Print the entire passage on Constable Burton below word for word, without any changes.

Selected extract:
********************
Village and civil parish in North Yorkshire, England

Constable Burton is a village and civil parish in North Yorkshire, England. It is 3 mi east of Leyburn.

== History ==
The village takes its name from ‘Burton’, meaning a fortified settlement in Old English, and ‘Constable’ as in 1100 it was granted to Roald, the Chief Constable for the Earl of Richmond.

Constable Burton was mentioned in Domesday Book in 1086 as being in the hundred of "Land of Count Alan" and the county of Yorkshire and the population was estimated at 20 households.

  In 1870–72 John Wilson's Imperial Gazetteer of England and Wales described Constable Burton as:"a township in Finghall parish, N. R. Yorkshire; adjacent to the Leyburn railway, 3¼ miles E of Leyburn. It includes the hamlet of Studdow. Acres, 2,572. Real property, £3,038. Pop., 224. Houses, 46."The grade-I-listed Georgian mansion of Constable Burton Hall was built in 1768 by John Carr for Sir Marmaduke Wyvill and is now owned by Marmaduke's great grandson, Charles. The surrounding gardens have been open to the public on selected dates throughout the year since 1977.

From 1856 to 1954 Constable Burton railway station on the Wensleydale Railway served the village, hall and the rural community. There is passing loop at the site.

== Governance ==
The village is in the Richmond and Northallerton parliamentary constituency, which is under the control of the Conservative Party. The Member of Parliament since the 2015 general election has been Rishi Sunak, former Prime Minister.

From 1974 to 2023 it was part of the district of Richmondshire, it is now administered by the unitary North Yorkshire Council.

== Community and culture ==
The village public house, The Wyvill Arms, is a former 18th-century farmhouse and has been featured in the Good Pub Guide. There used to be a school in the village, now converted into housing.
********************
Material provided:
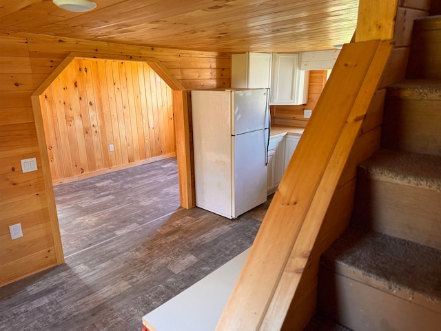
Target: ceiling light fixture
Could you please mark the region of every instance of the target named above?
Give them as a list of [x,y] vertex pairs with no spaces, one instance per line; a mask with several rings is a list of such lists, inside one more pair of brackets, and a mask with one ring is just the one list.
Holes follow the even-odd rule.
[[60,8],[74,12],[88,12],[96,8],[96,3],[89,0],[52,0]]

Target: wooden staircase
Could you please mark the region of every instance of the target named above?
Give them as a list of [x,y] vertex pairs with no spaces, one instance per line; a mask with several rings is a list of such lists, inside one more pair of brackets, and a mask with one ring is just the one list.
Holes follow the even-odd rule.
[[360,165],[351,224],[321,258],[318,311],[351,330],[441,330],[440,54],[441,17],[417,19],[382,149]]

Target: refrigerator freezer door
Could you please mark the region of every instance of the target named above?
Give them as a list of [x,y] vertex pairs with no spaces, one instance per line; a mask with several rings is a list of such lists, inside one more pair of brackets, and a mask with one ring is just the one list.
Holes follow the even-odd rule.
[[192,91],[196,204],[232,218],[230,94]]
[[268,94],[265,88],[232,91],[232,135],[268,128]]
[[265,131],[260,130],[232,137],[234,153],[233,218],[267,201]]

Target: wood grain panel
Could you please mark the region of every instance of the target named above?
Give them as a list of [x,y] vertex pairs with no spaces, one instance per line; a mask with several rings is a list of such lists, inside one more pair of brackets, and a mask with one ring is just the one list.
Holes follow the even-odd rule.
********************
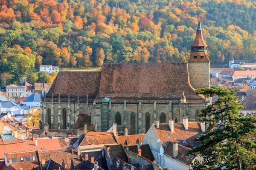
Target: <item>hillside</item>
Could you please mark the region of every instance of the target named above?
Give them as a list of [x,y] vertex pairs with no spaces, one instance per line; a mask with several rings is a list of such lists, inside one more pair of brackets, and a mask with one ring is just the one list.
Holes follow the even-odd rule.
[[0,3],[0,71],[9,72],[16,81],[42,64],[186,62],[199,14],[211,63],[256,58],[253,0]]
********************
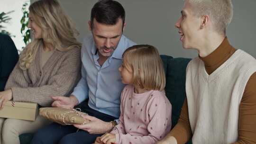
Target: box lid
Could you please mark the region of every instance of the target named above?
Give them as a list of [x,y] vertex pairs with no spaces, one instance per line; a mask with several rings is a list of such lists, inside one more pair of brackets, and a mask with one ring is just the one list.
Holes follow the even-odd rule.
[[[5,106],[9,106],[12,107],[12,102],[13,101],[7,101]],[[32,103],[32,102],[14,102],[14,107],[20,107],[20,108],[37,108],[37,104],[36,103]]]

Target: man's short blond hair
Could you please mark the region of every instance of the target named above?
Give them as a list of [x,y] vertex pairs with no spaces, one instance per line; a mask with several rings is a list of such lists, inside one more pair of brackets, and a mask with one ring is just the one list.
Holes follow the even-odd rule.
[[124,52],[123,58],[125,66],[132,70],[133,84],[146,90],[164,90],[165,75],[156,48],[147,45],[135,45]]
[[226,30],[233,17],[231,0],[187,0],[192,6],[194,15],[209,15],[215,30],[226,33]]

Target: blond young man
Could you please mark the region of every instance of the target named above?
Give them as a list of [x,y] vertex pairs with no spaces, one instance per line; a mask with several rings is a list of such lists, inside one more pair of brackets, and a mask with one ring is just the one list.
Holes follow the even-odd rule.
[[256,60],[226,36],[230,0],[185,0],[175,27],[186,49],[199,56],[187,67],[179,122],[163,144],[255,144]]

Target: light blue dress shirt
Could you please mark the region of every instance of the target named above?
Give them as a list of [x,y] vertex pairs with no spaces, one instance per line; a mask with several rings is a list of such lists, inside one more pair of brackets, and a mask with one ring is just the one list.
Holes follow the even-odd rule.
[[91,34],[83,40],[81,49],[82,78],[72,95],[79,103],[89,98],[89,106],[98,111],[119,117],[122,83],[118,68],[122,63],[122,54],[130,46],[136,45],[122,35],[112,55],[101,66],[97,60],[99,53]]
********************
Reply to the task:
Village and civil parish in North Yorkshire, England

Constable Burton is a village and civil parish in North Yorkshire, England. It is 3 mi east of Leyburn.

== History ==
The village takes its name from ‘Burton’, meaning a fortified settlement in Old English, and ‘Constable’ as in 1100 it was granted to Roald, the Chief Constable for the Earl of Richmond.

Constable Burton was mentioned in Domesday Book in 1086 as being in the hundred of "Land of Count Alan" and the county of Yorkshire and the population was estimated at 20 households.

  In 1870–72 John Wilson's Imperial Gazetteer of England and Wales described Constable Burton as:"a township in Finghall parish, N. R. Yorkshire; adjacent to the Leyburn railway, 3¼ miles E of Leyburn. It includes the hamlet of Studdow. Acres, 2,572. Real property, £3,038. Pop., 224. Houses, 46."The grade-I-listed Georgian mansion of Constable Burton Hall was built in 1768 by John Carr for Sir Marmaduke Wyvill and is now owned by Marmaduke's great grandson, Charles. The surrounding gardens have been open to the public on selected dates throughout the year since 1977.

From 1856 to 1954 Constable Burton railway station on the Wensleydale Railway served the village, hall and the rural community. There is passing loop at the site.

== Governance ==
The village is in the Richmond and Northallerton parliamentary constituency, which is under the control of the Conservative Party. The Member of Parliament since the 2015 general election has been Rishi Sunak, former Prime Minister.

From 1974 to 2023 it was part of the district of Richmondshire, it is now administered by the unitary North Yorkshire Council.

== Community and culture ==
The village public house, The Wyvill Arms, is a former 18th-century farmhouse and has been featured in the Good Pub Guide. There used to be a school in the village, now converted into housing.